[Point labels for objects]
+++

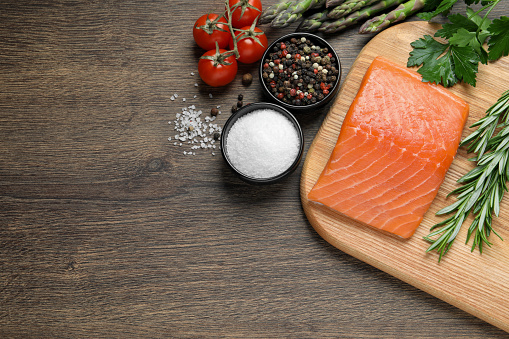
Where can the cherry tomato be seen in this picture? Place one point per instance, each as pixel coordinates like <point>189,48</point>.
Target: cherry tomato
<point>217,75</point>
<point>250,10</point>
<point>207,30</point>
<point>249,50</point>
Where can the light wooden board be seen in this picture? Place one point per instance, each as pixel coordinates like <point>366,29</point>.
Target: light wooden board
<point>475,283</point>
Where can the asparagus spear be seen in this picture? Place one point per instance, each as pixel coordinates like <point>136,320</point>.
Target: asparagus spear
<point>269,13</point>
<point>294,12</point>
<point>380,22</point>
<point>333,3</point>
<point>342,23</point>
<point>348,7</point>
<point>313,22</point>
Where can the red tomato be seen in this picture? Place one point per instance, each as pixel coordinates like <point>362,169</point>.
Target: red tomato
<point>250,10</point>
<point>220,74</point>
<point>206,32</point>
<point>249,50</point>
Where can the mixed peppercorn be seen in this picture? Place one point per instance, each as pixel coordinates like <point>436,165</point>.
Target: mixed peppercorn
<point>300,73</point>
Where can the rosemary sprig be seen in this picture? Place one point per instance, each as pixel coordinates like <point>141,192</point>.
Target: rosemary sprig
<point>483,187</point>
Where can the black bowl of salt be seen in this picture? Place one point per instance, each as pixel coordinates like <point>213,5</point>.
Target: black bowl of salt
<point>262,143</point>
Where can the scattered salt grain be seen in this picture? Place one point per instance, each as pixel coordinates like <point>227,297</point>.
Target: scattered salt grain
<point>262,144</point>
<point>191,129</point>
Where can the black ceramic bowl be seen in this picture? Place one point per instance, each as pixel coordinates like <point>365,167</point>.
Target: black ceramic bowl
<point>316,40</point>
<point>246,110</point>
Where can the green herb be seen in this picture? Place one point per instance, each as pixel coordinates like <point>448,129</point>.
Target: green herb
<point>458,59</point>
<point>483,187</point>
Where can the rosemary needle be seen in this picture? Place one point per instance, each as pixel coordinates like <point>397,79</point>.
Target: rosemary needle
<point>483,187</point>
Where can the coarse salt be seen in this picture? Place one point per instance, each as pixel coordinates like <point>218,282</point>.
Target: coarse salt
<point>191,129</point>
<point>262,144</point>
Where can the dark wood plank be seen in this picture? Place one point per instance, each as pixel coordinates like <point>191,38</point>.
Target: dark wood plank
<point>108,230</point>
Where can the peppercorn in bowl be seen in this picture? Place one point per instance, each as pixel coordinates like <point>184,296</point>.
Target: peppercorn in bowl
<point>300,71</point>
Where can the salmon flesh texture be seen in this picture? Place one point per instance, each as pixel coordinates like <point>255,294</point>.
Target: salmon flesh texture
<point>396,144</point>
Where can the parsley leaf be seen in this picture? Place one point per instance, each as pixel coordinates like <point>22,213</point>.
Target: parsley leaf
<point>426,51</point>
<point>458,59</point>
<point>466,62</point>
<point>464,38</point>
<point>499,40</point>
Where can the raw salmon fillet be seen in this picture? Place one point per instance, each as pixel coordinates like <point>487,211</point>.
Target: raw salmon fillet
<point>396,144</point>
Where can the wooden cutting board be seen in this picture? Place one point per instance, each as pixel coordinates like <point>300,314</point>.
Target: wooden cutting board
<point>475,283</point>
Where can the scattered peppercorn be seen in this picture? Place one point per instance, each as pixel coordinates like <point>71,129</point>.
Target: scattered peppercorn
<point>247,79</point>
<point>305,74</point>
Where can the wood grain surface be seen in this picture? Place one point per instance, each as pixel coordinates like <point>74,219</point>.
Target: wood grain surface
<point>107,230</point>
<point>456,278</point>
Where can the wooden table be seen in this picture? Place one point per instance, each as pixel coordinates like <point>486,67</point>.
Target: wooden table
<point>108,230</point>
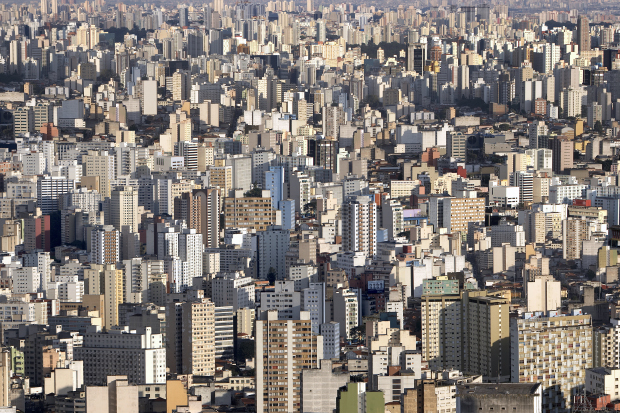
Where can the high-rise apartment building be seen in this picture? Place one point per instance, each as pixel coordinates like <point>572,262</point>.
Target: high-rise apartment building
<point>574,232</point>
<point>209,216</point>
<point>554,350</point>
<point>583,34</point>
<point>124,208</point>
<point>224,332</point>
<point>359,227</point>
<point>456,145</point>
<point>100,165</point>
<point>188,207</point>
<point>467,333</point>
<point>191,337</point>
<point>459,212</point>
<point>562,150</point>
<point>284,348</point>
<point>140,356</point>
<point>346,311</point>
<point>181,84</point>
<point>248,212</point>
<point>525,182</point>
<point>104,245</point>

+++

◆ WHAT NEEDS TO BE DONE ◆
Print every line of the records above word for word, but leave out the pictures.

◆ PROBLEM SOLUTION ◆
Where can the cherry tomato be seen in this picture? Place one point per instance, each as pixel coordinates like <point>189,48</point>.
Target: cherry tomato
<point>217,75</point>
<point>250,10</point>
<point>207,30</point>
<point>249,50</point>
Where can the light wooden board be seen in this picture? Place one point per instance, each as pixel coordinates like <point>366,29</point>.
Target: light wooden board
<point>475,283</point>
Where can the asparagus spear be seen in this picture? Place one point per instance, each as pixel coordinates like <point>136,320</point>.
Target: asparagus spear
<point>269,13</point>
<point>294,12</point>
<point>380,22</point>
<point>333,3</point>
<point>342,23</point>
<point>348,7</point>
<point>313,22</point>
Where can the red tomato be seen in this picture? Place one point per instance, each as pixel coordinates like <point>362,169</point>.
Target: red tomato
<point>250,10</point>
<point>220,74</point>
<point>206,32</point>
<point>249,50</point>
Where can the mixed peppercorn be seen in this picture? Place one point per instance, each as pixel coordinates like <point>436,165</point>.
Target: mixed peppercorn
<point>300,73</point>
Where can the rosemary sprig be seen in this picture? Place one point per instance, each as pixel coordinates like <point>141,192</point>.
Target: rosemary sprig
<point>483,187</point>
Where can the black bowl of salt be seen in this picture? Place one point per instance, each as pixel coordinates like <point>213,5</point>.
Target: black bowl of salt
<point>262,143</point>
Where can the scattered salt grain be seen in this picture? Place one point per instance, each as pixel coordinates like <point>227,297</point>.
Target: scattered salt grain
<point>262,144</point>
<point>191,129</point>
Where can the black ceramic bowl be seen in this picture? Place one point per instance, each as pixel coordinates like <point>365,167</point>.
Target: black ceramic bowl
<point>316,40</point>
<point>246,110</point>
Where can the green herb be seen in this picture? Place one point per instance, each as pixel coordinates like <point>448,129</point>.
Target: green herb
<point>458,59</point>
<point>483,187</point>
Where can the rosemary needle be seen in this picture? Place one point per instance, each as pixel coordinates like <point>397,79</point>.
Target: rosemary needle
<point>483,187</point>
Where can the coarse salt be seen in this picture? Place one point per instance, each as pixel coordinates like <point>218,282</point>.
Target: coarse salt
<point>191,129</point>
<point>262,144</point>
Where can the dark wood plank be seen in this picture? Place one point per instance, each as pixel coordinates like <point>191,38</point>.
Target: dark wood plank
<point>108,230</point>
Where can the peppercorn in bowl be seen in this picture? Place one point per instance, each as pixel coordinates like <point>184,296</point>.
Target: peppercorn in bowl
<point>300,71</point>
Where can the salmon flesh texture be seen in this picture? Place one point per instance, each as pixel coordinates like <point>255,294</point>.
Target: salmon flesh texture
<point>396,144</point>
Where can the parsley leaf be seen in this picture? Place one point per instance, each as pixel coordinates like <point>22,213</point>.
Target: parsley leaf
<point>426,51</point>
<point>458,59</point>
<point>466,62</point>
<point>464,38</point>
<point>499,40</point>
Where can the raw salmon fillet be seen in this picture? Place one point per instance, each as pixel coordinates like <point>487,211</point>.
Target: raw salmon fillet
<point>396,144</point>
Where can the wooden cutting board be seen in this picture? Place one point per instance, each as pixel coordinates like <point>300,314</point>.
Target: wooden cutting board
<point>475,283</point>
Where can the scattered peppercorn be seen in this picture? Place one point per instance, each as pixel coordinates like <point>71,129</point>.
Target: scattered peppercorn
<point>247,79</point>
<point>305,74</point>
Where can the wood grain surface be seen in this picture? Place one point per instance, each as pixel coordinates like <point>74,219</point>.
Target: wood grain surface
<point>107,230</point>
<point>456,278</point>
Where can the wooden table be seen in this picture? Place one point per instance, each as pixel coordinates like <point>486,67</point>.
Target: wooden table
<point>108,230</point>
Where can the high-rise apartment building be seen in this picture? Place one point per instance, each as pixel coordinates like <point>572,262</point>.
Target: high-rise apartment building
<point>574,232</point>
<point>209,216</point>
<point>554,350</point>
<point>583,34</point>
<point>124,208</point>
<point>224,332</point>
<point>359,227</point>
<point>456,145</point>
<point>100,165</point>
<point>188,207</point>
<point>467,333</point>
<point>191,337</point>
<point>459,212</point>
<point>562,150</point>
<point>284,348</point>
<point>140,356</point>
<point>346,311</point>
<point>181,84</point>
<point>248,212</point>
<point>525,182</point>
<point>104,245</point>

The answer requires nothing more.